▶ [Rows]

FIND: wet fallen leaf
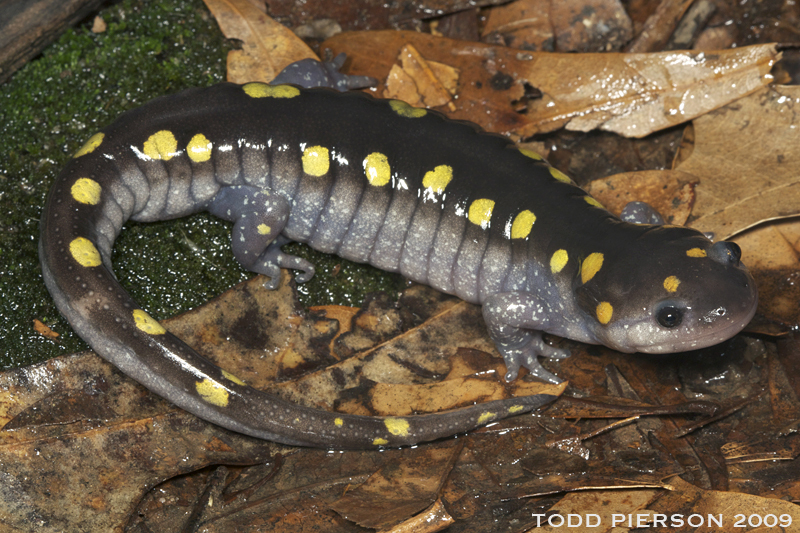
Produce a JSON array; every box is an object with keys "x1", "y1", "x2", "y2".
[
  {"x1": 322, "y1": 31, "x2": 779, "y2": 138},
  {"x1": 676, "y1": 86, "x2": 800, "y2": 239},
  {"x1": 383, "y1": 45, "x2": 458, "y2": 111},
  {"x1": 204, "y1": 0, "x2": 317, "y2": 83},
  {"x1": 483, "y1": 0, "x2": 632, "y2": 52},
  {"x1": 0, "y1": 275, "x2": 565, "y2": 531},
  {"x1": 585, "y1": 170, "x2": 698, "y2": 226}
]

▶ [Exercise prompt]
Output all of the items above verbatim, line for line, but omit the pictures.

▶ [The reply]
FIND: wet fallen leaf
Produce a JSON array; every box is an object with keys "x1", "y1", "x2", "y2".
[
  {"x1": 322, "y1": 31, "x2": 779, "y2": 138},
  {"x1": 676, "y1": 86, "x2": 800, "y2": 239},
  {"x1": 383, "y1": 45, "x2": 458, "y2": 111},
  {"x1": 204, "y1": 0, "x2": 317, "y2": 83},
  {"x1": 483, "y1": 0, "x2": 632, "y2": 52},
  {"x1": 0, "y1": 275, "x2": 565, "y2": 531},
  {"x1": 585, "y1": 170, "x2": 698, "y2": 226}
]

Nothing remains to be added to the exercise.